**Exercise brief:** Restate the following records word for word without images.

**Information:**

┄┄┄┄┄┄┄┄┄┄┄┄┄┄┄┄┄┄┄┄

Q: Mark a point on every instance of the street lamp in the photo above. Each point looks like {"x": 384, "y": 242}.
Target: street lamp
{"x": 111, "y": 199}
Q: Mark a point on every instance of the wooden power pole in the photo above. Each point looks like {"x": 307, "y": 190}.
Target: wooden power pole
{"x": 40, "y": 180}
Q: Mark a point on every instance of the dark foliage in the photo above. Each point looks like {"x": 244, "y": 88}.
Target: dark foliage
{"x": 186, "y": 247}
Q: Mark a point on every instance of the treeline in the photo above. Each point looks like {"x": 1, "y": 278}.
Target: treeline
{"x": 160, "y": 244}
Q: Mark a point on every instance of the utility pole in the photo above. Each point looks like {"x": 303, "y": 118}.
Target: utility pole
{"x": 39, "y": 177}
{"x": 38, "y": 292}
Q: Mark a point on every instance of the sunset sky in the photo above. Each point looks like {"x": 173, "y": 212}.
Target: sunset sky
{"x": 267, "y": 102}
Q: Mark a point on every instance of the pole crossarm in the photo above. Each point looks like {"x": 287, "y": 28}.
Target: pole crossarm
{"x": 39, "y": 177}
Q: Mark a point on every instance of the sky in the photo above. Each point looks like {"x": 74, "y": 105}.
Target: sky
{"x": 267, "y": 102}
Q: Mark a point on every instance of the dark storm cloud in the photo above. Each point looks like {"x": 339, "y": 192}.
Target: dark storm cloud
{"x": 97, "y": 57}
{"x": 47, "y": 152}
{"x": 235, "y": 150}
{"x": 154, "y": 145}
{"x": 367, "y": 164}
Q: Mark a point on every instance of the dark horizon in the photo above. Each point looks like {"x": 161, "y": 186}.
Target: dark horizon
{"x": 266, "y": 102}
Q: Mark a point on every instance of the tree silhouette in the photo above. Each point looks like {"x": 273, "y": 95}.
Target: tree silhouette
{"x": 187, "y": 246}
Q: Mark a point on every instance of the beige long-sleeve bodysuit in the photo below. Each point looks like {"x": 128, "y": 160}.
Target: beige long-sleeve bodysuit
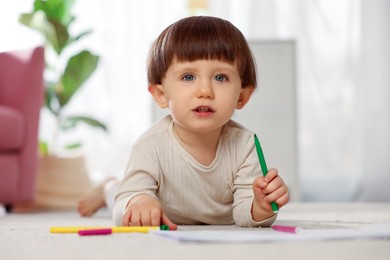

┄┄┄┄┄┄┄┄┄┄┄┄┄┄┄┄┄┄┄┄

**Written response:**
Q: Mark a point on every instance of the street lamp in the photo above. Each point looks like {"x": 384, "y": 242}.
Target: street lamp
{"x": 111, "y": 199}
Q: Mark a point on every instance of the wooden power pole in the photo above. Each point looks like {"x": 307, "y": 190}.
Target: wooden power pole
{"x": 40, "y": 180}
Q: Mark a point on every instance of the dark foliage in the photo above. Each point looks like {"x": 244, "y": 88}.
Target: dark foliage
{"x": 186, "y": 247}
Q: Mark a point on every instance of the treeline in the photo above. Each point looks like {"x": 1, "y": 278}.
Target: treeline
{"x": 160, "y": 244}
Q: Mark a point on every instance of the utility pole in the photo above. Each point looks like {"x": 303, "y": 118}.
Target: utility pole
{"x": 39, "y": 177}
{"x": 38, "y": 292}
Q: Mark a point on every instance of the sunset sky in the photo above. Each point looks like {"x": 173, "y": 212}.
Target: sunset sky
{"x": 267, "y": 102}
Q: Mark a point on every instance of the pole crossarm in the photo above. Each point looks like {"x": 287, "y": 28}.
Target: pole crossarm
{"x": 39, "y": 177}
Q: Mark a point on every instance of the sky in the photo above. Each point looks like {"x": 74, "y": 105}.
Target: sky
{"x": 267, "y": 102}
Q: Mark a point on every instance of the dark storm cloud in the photo above. Each point looks like {"x": 339, "y": 192}.
Target: dark storm cloud
{"x": 97, "y": 57}
{"x": 47, "y": 152}
{"x": 235, "y": 150}
{"x": 154, "y": 145}
{"x": 367, "y": 164}
Q: Mark a point on every instance of the dark horizon in the photo above. Each point looks like {"x": 161, "y": 186}.
Target: dark horizon
{"x": 266, "y": 102}
Q: Mark a point on every instance of the tree silhouette in the photo above. Each point looks like {"x": 273, "y": 95}.
Target: tree silhouette
{"x": 187, "y": 246}
Q: Mark a point on every instance of the beige long-sleeve bodysuit in the photo below. Each point looks like {"x": 128, "y": 160}.
Target: beige long-sleeve bodysuit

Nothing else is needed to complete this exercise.